How to complete this task >> The response must consist of the lines below from the one with "box: [0, 3, 1191, 130]" through the one with "rough mask: <svg", exactly as they appear and with both ends kept.

Dataset records >>
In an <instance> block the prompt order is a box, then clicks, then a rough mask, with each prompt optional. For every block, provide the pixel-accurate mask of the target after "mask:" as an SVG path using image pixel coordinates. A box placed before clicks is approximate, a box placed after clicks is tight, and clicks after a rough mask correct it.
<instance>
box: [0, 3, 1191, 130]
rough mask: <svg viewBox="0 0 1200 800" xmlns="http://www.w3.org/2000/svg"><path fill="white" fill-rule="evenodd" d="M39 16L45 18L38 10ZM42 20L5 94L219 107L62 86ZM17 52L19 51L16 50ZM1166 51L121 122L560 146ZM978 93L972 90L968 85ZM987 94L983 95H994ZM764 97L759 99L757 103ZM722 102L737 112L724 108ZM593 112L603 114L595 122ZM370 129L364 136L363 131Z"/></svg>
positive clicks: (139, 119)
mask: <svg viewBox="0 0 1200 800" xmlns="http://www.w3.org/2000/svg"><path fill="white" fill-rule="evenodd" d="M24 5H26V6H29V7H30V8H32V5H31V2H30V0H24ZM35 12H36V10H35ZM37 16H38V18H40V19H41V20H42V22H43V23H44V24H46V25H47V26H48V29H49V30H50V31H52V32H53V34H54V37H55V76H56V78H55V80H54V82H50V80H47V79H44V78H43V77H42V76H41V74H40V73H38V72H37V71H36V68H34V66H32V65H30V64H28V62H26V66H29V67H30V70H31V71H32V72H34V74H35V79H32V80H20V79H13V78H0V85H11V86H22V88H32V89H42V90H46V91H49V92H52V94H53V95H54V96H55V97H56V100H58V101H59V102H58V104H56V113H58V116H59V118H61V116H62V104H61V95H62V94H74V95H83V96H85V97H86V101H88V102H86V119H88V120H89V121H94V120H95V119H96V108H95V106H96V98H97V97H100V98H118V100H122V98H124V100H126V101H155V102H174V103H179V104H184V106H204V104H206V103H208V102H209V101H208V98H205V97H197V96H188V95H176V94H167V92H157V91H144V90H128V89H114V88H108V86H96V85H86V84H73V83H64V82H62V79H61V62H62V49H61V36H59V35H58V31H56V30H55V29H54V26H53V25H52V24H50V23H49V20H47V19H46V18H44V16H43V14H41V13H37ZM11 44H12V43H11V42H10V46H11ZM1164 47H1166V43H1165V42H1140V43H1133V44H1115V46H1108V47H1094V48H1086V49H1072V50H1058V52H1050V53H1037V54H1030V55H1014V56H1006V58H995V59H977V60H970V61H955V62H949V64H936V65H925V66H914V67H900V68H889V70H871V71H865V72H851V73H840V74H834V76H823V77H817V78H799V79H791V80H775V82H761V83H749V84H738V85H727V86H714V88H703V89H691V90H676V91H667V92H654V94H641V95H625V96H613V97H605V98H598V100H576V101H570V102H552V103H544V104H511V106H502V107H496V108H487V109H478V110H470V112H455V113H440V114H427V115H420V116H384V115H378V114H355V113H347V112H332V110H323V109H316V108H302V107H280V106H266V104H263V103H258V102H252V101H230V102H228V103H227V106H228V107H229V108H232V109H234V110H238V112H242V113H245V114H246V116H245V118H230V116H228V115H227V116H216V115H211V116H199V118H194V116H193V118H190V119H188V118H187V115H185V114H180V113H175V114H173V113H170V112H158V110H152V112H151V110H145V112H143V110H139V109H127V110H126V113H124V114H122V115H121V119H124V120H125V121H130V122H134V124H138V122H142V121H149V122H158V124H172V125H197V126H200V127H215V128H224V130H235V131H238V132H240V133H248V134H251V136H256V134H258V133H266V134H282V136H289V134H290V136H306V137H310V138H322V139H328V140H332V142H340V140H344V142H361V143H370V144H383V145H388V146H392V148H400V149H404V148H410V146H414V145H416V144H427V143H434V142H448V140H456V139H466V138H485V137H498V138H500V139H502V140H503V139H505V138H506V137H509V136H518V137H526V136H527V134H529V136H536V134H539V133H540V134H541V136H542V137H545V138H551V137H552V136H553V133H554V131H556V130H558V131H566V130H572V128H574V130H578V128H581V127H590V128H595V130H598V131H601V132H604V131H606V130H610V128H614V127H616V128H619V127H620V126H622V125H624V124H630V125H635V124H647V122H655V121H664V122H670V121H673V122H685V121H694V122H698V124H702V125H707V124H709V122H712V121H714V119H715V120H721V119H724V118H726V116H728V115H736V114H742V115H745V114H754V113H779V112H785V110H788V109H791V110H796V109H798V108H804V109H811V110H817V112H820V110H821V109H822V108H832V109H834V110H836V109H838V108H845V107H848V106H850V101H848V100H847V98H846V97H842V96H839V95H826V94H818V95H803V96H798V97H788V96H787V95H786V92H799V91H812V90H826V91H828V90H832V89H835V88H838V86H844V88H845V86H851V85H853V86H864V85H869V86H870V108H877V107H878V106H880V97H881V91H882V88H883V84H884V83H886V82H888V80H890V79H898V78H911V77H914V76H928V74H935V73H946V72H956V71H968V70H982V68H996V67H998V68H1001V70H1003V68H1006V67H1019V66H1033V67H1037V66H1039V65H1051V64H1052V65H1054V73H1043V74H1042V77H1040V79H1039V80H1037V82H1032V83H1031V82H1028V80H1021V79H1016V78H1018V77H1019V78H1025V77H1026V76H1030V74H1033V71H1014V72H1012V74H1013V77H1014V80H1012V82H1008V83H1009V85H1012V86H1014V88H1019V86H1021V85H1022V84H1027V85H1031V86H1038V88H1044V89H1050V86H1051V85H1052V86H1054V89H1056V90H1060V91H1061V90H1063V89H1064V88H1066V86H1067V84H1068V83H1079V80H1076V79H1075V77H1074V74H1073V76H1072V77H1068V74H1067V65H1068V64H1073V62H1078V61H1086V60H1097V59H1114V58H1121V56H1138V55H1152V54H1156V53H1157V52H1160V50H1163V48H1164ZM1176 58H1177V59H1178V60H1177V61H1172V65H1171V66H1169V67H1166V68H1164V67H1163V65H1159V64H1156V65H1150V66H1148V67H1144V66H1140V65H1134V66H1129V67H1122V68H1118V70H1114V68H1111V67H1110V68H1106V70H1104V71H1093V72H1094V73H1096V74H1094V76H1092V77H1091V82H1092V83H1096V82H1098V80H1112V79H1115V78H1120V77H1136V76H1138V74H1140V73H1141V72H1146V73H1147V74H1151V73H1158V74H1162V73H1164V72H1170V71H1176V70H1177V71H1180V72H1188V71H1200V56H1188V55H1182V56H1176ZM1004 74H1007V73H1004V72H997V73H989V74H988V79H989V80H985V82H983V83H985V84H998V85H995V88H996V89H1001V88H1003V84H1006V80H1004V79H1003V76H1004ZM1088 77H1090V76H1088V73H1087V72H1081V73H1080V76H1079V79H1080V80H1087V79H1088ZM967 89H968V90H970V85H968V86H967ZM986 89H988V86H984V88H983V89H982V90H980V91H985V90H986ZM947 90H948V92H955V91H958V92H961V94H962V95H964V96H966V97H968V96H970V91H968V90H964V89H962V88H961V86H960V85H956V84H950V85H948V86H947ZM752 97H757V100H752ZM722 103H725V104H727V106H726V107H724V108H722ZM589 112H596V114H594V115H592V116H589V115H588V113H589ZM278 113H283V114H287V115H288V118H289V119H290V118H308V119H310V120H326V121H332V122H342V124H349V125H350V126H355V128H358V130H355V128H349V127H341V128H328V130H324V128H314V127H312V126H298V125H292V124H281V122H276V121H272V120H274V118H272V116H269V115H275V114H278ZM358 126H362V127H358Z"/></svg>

Solution for this task >>
box: [0, 3, 1191, 130]
rough mask: <svg viewBox="0 0 1200 800" xmlns="http://www.w3.org/2000/svg"><path fill="white" fill-rule="evenodd" d="M39 16L45 18L38 10ZM42 20L5 94L219 107L62 86ZM17 52L19 51L16 50ZM1166 51L121 122L560 146ZM978 93L972 90L968 85ZM987 94L983 95H994ZM764 97L759 99L757 103ZM722 102L737 112L724 108ZM593 112L603 114L595 122ZM370 129L364 136L363 131Z"/></svg>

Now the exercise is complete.